The task — Reproduce the records below in full, substituting "coarse" for "rough" and leaving everything else unchanged.

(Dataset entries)

• • • • • • •

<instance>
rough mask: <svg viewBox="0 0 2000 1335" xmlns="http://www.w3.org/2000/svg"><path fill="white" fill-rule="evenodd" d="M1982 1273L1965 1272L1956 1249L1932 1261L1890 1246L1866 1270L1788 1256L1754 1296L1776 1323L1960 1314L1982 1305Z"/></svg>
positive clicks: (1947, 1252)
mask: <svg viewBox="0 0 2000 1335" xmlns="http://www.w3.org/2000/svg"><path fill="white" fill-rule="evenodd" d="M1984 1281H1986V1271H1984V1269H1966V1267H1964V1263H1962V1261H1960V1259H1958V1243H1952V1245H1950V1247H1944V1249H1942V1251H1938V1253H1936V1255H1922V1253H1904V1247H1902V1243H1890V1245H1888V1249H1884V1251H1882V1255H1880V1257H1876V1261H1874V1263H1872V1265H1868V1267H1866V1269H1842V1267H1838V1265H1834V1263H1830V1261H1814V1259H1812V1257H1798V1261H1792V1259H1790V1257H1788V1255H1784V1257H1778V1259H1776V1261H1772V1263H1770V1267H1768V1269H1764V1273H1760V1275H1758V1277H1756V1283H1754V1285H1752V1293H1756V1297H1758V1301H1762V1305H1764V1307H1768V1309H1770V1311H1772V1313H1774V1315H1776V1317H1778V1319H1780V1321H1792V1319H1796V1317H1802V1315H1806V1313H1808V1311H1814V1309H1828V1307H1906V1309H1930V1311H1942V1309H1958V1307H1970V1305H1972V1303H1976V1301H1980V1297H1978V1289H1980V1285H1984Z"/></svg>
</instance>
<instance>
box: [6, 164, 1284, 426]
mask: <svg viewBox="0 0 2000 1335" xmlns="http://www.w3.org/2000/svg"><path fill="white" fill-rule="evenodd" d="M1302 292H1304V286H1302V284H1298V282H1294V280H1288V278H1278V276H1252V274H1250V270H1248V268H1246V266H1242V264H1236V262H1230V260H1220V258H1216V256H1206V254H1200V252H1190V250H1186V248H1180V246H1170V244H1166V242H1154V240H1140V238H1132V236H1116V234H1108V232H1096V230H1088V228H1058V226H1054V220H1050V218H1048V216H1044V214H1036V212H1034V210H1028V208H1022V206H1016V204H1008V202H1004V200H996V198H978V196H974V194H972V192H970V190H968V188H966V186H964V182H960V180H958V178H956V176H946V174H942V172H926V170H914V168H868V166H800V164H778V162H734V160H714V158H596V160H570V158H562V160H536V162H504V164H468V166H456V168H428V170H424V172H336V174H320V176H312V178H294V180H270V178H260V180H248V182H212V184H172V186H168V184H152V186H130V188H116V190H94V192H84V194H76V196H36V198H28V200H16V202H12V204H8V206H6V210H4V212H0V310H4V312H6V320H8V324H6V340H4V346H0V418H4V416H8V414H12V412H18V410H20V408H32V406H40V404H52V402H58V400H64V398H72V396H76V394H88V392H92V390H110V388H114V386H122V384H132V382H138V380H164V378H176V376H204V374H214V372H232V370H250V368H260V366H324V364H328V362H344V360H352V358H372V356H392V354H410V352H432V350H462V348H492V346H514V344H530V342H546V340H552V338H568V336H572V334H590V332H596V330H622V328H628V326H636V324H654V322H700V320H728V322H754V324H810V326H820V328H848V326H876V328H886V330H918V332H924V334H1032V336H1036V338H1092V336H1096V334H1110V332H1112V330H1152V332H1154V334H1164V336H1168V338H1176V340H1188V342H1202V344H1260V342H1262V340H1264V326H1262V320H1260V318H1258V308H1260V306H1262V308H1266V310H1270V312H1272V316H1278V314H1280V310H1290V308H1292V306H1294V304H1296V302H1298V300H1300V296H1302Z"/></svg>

• • • • • • •

Response box —
<instance>
coarse mask: <svg viewBox="0 0 2000 1335" xmlns="http://www.w3.org/2000/svg"><path fill="white" fill-rule="evenodd" d="M1982 1273L1965 1272L1956 1249L1932 1261L1890 1246L1866 1270L1788 1256L1754 1296L1776 1323L1960 1314L1982 1305Z"/></svg>
positive clicks: (1947, 1252)
mask: <svg viewBox="0 0 2000 1335" xmlns="http://www.w3.org/2000/svg"><path fill="white" fill-rule="evenodd" d="M1984 1281H1986V1271H1984V1269H1966V1267H1964V1263H1962V1261H1960V1259H1958V1243H1952V1245H1950V1247H1944V1249H1942V1251H1938V1253H1936V1255H1922V1253H1904V1247H1902V1243H1890V1245H1888V1249H1884V1251H1882V1255H1880V1257H1876V1261H1874V1263H1872V1265H1868V1267H1866V1269H1842V1267H1838V1265H1834V1263H1830V1261H1814V1259H1812V1257H1798V1261H1792V1259H1790V1257H1788V1255H1784V1257H1778V1259H1776V1261H1772V1263H1770V1267H1768V1269H1764V1273H1760V1275H1758V1277H1756V1283H1754V1285H1752V1293H1756V1297H1758V1301H1762V1305H1764V1307H1768V1309H1770V1311H1772V1313H1774V1315H1776V1317H1778V1319H1780V1321H1792V1319H1796V1317H1802V1315H1806V1313H1808V1311H1814V1309H1828V1307H1906V1309H1930V1311H1942V1309H1958V1307H1970V1305H1972V1303H1976V1301H1980V1297H1978V1289H1980V1285H1984Z"/></svg>
</instance>
<instance>
box: [6, 164, 1284, 426]
mask: <svg viewBox="0 0 2000 1335" xmlns="http://www.w3.org/2000/svg"><path fill="white" fill-rule="evenodd" d="M1302 292H1304V286H1302V284H1298V282H1294V280H1288V278H1278V276H1252V274H1250V270H1248V268H1246V266H1242V264H1236V262H1230V260H1220V258H1216V256H1206V254H1200V252H1190V250H1186V248H1180V246H1170V244H1166V242H1154V240H1140V238H1132V236H1116V234H1108V232H1096V230H1088V228H1058V226H1054V220H1050V218H1048V216H1044V214H1036V212H1034V210H1028V208H1022V206H1016V204H1008V202H1004V200H996V198H978V196H974V194H972V192H970V190H968V188H966V186H964V182H960V180H958V178H956V176H946V174H942V172H926V170H914V168H868V166H800V164H778V162H734V160H714V158H596V160H570V158H562V160H536V162H504V164H468V166H456V168H428V170H424V172H336V174H320V176H312V178H294V180H270V178H260V180H248V182H212V184H172V186H168V184H152V186H130V188H116V190H94V192H84V194H76V196H36V198H28V200H16V202H12V204H8V206H6V210H4V212H0V310H4V312H6V320H8V324H6V340H4V346H0V418H4V416H8V414H12V412H18V410H20V408H32V406H40V404H52V402H58V400H64V398H72V396H76V394H88V392H92V390H110V388H114V386H122V384H132V382H138V380H164V378H176V376H204V374H214V372H232V370H250V368H260V366H324V364H328V362H344V360H352V358H372V356H392V354H410V352H432V350H462V348H492V346H514V344H530V342H546V340H552V338H568V336H572V334H590V332H596V330H622V328H628V326H636V324H654V322H700V320H728V322H754V324H810V326H820V328H848V326H876V328H886V330H918V332H924V334H1032V336H1036V338H1092V336H1096V334H1110V332H1112V330H1152V332H1154V334H1164V336H1168V338H1176V340H1188V342H1202V344H1260V342H1262V340H1264V326H1262V320H1260V318H1258V308H1260V306H1262V308H1266V310H1270V312H1272V316H1278V314H1280V310H1290V308H1292V306H1294V304H1296V302H1298V300H1300V296H1302Z"/></svg>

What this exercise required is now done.